Short task. Return each line of the records below that contains the string "harbour". Case counts.

(Dataset excerpt)
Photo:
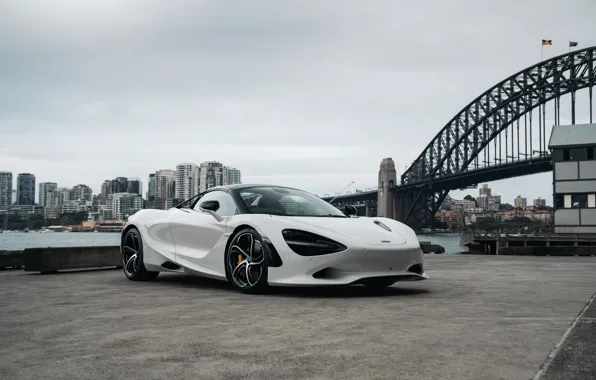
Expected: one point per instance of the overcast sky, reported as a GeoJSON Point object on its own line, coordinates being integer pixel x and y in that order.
{"type": "Point", "coordinates": [309, 93]}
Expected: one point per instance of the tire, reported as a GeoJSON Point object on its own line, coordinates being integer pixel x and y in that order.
{"type": "Point", "coordinates": [132, 257]}
{"type": "Point", "coordinates": [378, 284]}
{"type": "Point", "coordinates": [246, 262]}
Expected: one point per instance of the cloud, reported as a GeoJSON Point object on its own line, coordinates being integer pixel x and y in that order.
{"type": "Point", "coordinates": [281, 90]}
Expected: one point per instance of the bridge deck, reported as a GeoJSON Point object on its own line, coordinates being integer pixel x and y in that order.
{"type": "Point", "coordinates": [479, 317]}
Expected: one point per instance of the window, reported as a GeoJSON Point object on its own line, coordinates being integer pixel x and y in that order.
{"type": "Point", "coordinates": [578, 154]}
{"type": "Point", "coordinates": [591, 200]}
{"type": "Point", "coordinates": [227, 206]}
{"type": "Point", "coordinates": [567, 201]}
{"type": "Point", "coordinates": [559, 201]}
{"type": "Point", "coordinates": [288, 202]}
{"type": "Point", "coordinates": [579, 200]}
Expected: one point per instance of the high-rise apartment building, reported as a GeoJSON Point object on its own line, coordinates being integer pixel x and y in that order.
{"type": "Point", "coordinates": [484, 190]}
{"type": "Point", "coordinates": [134, 186]}
{"type": "Point", "coordinates": [81, 191]}
{"type": "Point", "coordinates": [5, 190]}
{"type": "Point", "coordinates": [152, 189]}
{"type": "Point", "coordinates": [210, 175]}
{"type": "Point", "coordinates": [46, 192]}
{"type": "Point", "coordinates": [539, 202]}
{"type": "Point", "coordinates": [123, 205]}
{"type": "Point", "coordinates": [25, 189]}
{"type": "Point", "coordinates": [187, 180]}
{"type": "Point", "coordinates": [520, 202]}
{"type": "Point", "coordinates": [231, 176]}
{"type": "Point", "coordinates": [165, 184]}
{"type": "Point", "coordinates": [120, 185]}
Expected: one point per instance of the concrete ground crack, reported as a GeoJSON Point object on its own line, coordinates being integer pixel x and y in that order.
{"type": "Point", "coordinates": [546, 364]}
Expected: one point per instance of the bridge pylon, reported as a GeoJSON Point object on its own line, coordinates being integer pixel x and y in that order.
{"type": "Point", "coordinates": [387, 180]}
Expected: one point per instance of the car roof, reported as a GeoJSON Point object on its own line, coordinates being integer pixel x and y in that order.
{"type": "Point", "coordinates": [247, 185]}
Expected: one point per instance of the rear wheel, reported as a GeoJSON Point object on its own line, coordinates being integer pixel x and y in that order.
{"type": "Point", "coordinates": [132, 257]}
{"type": "Point", "coordinates": [246, 262]}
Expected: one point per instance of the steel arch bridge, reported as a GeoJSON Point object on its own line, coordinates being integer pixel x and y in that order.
{"type": "Point", "coordinates": [504, 116]}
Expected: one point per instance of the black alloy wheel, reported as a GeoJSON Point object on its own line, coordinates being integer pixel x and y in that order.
{"type": "Point", "coordinates": [246, 262]}
{"type": "Point", "coordinates": [132, 257]}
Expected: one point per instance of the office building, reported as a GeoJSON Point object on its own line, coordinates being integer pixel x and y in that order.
{"type": "Point", "coordinates": [25, 189]}
{"type": "Point", "coordinates": [5, 190]}
{"type": "Point", "coordinates": [46, 192]}
{"type": "Point", "coordinates": [187, 180]}
{"type": "Point", "coordinates": [574, 178]}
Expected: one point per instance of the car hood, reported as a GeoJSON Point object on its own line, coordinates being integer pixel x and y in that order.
{"type": "Point", "coordinates": [364, 230]}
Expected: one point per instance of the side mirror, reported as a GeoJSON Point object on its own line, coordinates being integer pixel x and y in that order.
{"type": "Point", "coordinates": [350, 211]}
{"type": "Point", "coordinates": [210, 205]}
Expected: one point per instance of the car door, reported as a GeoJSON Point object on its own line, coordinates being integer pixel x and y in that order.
{"type": "Point", "coordinates": [197, 232]}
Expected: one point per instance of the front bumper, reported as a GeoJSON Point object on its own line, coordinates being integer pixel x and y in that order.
{"type": "Point", "coordinates": [399, 262]}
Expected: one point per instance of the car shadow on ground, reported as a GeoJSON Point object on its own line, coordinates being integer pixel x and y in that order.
{"type": "Point", "coordinates": [406, 288]}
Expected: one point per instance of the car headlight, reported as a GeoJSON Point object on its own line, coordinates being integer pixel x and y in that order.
{"type": "Point", "coordinates": [309, 244]}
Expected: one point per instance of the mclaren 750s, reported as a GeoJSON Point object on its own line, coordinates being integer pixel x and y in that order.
{"type": "Point", "coordinates": [256, 236]}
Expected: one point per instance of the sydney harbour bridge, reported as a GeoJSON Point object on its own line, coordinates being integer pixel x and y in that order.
{"type": "Point", "coordinates": [501, 134]}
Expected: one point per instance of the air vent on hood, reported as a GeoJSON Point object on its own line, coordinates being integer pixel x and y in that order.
{"type": "Point", "coordinates": [380, 224]}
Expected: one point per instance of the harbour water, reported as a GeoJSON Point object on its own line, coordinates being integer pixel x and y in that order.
{"type": "Point", "coordinates": [21, 240]}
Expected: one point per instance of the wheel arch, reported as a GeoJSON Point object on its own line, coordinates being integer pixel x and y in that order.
{"type": "Point", "coordinates": [238, 228]}
{"type": "Point", "coordinates": [273, 256]}
{"type": "Point", "coordinates": [125, 230]}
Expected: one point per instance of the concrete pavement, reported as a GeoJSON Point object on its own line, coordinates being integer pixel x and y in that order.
{"type": "Point", "coordinates": [478, 317]}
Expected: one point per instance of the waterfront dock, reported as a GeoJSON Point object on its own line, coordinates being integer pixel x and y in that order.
{"type": "Point", "coordinates": [534, 245]}
{"type": "Point", "coordinates": [478, 317]}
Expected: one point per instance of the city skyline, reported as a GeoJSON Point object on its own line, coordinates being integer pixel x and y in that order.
{"type": "Point", "coordinates": [320, 97]}
{"type": "Point", "coordinates": [146, 186]}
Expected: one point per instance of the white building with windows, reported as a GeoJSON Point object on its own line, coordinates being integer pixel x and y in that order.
{"type": "Point", "coordinates": [46, 192]}
{"type": "Point", "coordinates": [231, 176]}
{"type": "Point", "coordinates": [187, 180]}
{"type": "Point", "coordinates": [574, 178]}
{"type": "Point", "coordinates": [123, 205]}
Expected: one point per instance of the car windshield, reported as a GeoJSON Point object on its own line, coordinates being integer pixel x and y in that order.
{"type": "Point", "coordinates": [287, 202]}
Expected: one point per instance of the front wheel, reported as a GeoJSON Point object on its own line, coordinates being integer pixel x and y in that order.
{"type": "Point", "coordinates": [132, 257]}
{"type": "Point", "coordinates": [378, 284]}
{"type": "Point", "coordinates": [246, 262]}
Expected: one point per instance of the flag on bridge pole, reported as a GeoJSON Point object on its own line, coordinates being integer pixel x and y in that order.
{"type": "Point", "coordinates": [545, 42]}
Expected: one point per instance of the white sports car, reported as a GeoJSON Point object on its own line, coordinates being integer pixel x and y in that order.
{"type": "Point", "coordinates": [260, 235]}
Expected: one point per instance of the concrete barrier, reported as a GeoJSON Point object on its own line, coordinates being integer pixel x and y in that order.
{"type": "Point", "coordinates": [428, 247]}
{"type": "Point", "coordinates": [11, 259]}
{"type": "Point", "coordinates": [51, 260]}
{"type": "Point", "coordinates": [578, 250]}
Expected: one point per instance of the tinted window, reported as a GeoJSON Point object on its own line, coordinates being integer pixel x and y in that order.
{"type": "Point", "coordinates": [578, 154]}
{"type": "Point", "coordinates": [282, 201]}
{"type": "Point", "coordinates": [227, 206]}
{"type": "Point", "coordinates": [579, 201]}
{"type": "Point", "coordinates": [559, 201]}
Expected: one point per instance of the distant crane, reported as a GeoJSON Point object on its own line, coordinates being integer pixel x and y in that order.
{"type": "Point", "coordinates": [341, 192]}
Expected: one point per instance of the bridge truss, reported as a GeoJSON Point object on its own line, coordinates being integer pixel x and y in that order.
{"type": "Point", "coordinates": [500, 134]}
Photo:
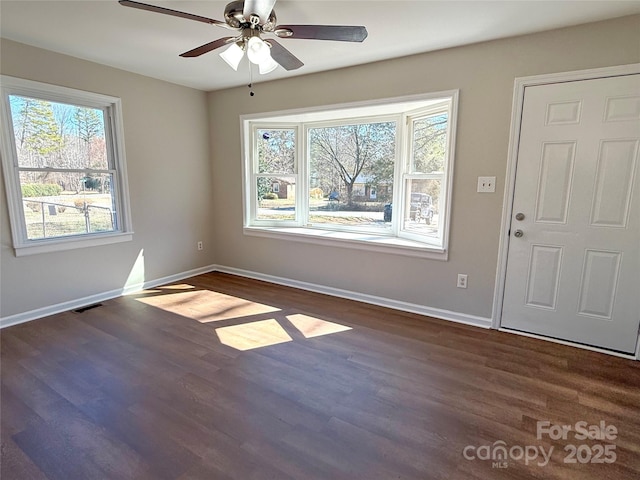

Written answer.
Expected: one point per instance of the sydney harbour bridge, reported as a GeoJSON Point object on its own line, coordinates being integer pixel x and y in that order.
Expected: one point per instance of the harbour water, reported as a GeoJSON Point object on its own line, coordinates being integer pixel x and y in that order.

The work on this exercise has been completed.